**Passage for review**
--------------------------------
The story that entered American consciousness was simple and damning: 38 witnesses watched a woman be stabbed to death over the course of half an hour, and not one of them called the police. The New York Times published that version on March 27, 1964, two weeks after 28-year-old Kitty Genovese was murdered outside her Kew Gardens apartment in Queens. The story was wrong in almost every particular. But the myth it created -- of urban indifference so complete that neighbors would rather close their windows than save a life -- changed American psychology, reshaped emergency response systems, and haunted a quiet residential neighborhood for decades.
Catherine Susan Genovese was the eldest of five children born to Italian-American parents in Brooklyn. She grew up in a brownstone on St. John's Place in Park Slope, attended Prospect Heights High School, and was remembered as "self-assured beyond her years" with a "sunny disposition." After a brief marriage that was annulled in 1954, she moved through clerical jobs before finding her element as a bartender. By the early 1960s, she was managing Ev's Eleventh Hour Bar on Jamaica Avenue in Hollis, Queens, working double shifts and saving money to open an Italian restaurant. She shared an apartment at 82-70 Austin Street in Kew Gardens with her girlfriend, Mary Ann Zielonko. Genovese was 28 years old, independent, and building a life she had designed for herself.
--------------------------------
**Records supplied**

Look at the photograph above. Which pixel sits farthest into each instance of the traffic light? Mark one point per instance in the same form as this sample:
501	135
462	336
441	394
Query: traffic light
--------------------------------
**Exercise 1**
In the Kitty Genovese passage, what bar was Genovese managing by the early 1960s?
**Exercise 2**
Extend the Kitty Genovese passage past its final sentence.
The records are separate material and are not part of the Kitty Genovese passage.

**Your response 1**
Ev's Eleventh Hour Bar on Jamaica Avenue in Hollis, Queens.

**Your response 2**
Genovese left work around 2:30 a.m. and drove her red Fiat home, parking in the Long Island Rail Road station lot about 100 feet from her apartment entrance. Winston Moseley, a 29-year-old stranger who had followed her from a traffic light on Hoover Avenue, approached with a hunting knife. Genovese ran toward the front of her building. Moseley overtook her and stabbed her twice in the back. She screamed: "Oh my God, he stabbed me! Help me!" Neighbor Robert Mozer shouted from his window, "Let that girl alone!" and Moseley fled. Genovese, wounded, made her way toward the rear of the building, out of view of anyone who might have heard the initial attack. Moseley returned, found her, stabbed her several more times, raped her, stole $49, and left. She was picked up by ambulance at 4:15 a.m. and died on the way to the hospital.
The murder received little initial attention. It was a remark by Police Commissioner Michael Murphy to Times editor Abe Rosenthal over lunch -- "That Queens story is one for the books" -- that prompted the paper to investigate. Reporter Martin Gansberg's article claimed 38 witnesses saw or heard the attack and none intervened. The headline read "37 Who Saw Murder Didn't Call the Police" (an error later corrected to 38). The story ignited national outrage, crystallized around one anonymous neighbor's quote: "I didn't want to get involved." Social psychologists John Darley and Bibb Latane used the case to develop their theory of the bystander effect, and the Genovese murder became a fixture of psychology textbooks for the next four decades. What the story did not mention was that several witnesses had in fact tried to contact authorities, that the attack occurred four years before New York implemented the 911 system, and that most people who heard something that night had no idea a murder was taking place.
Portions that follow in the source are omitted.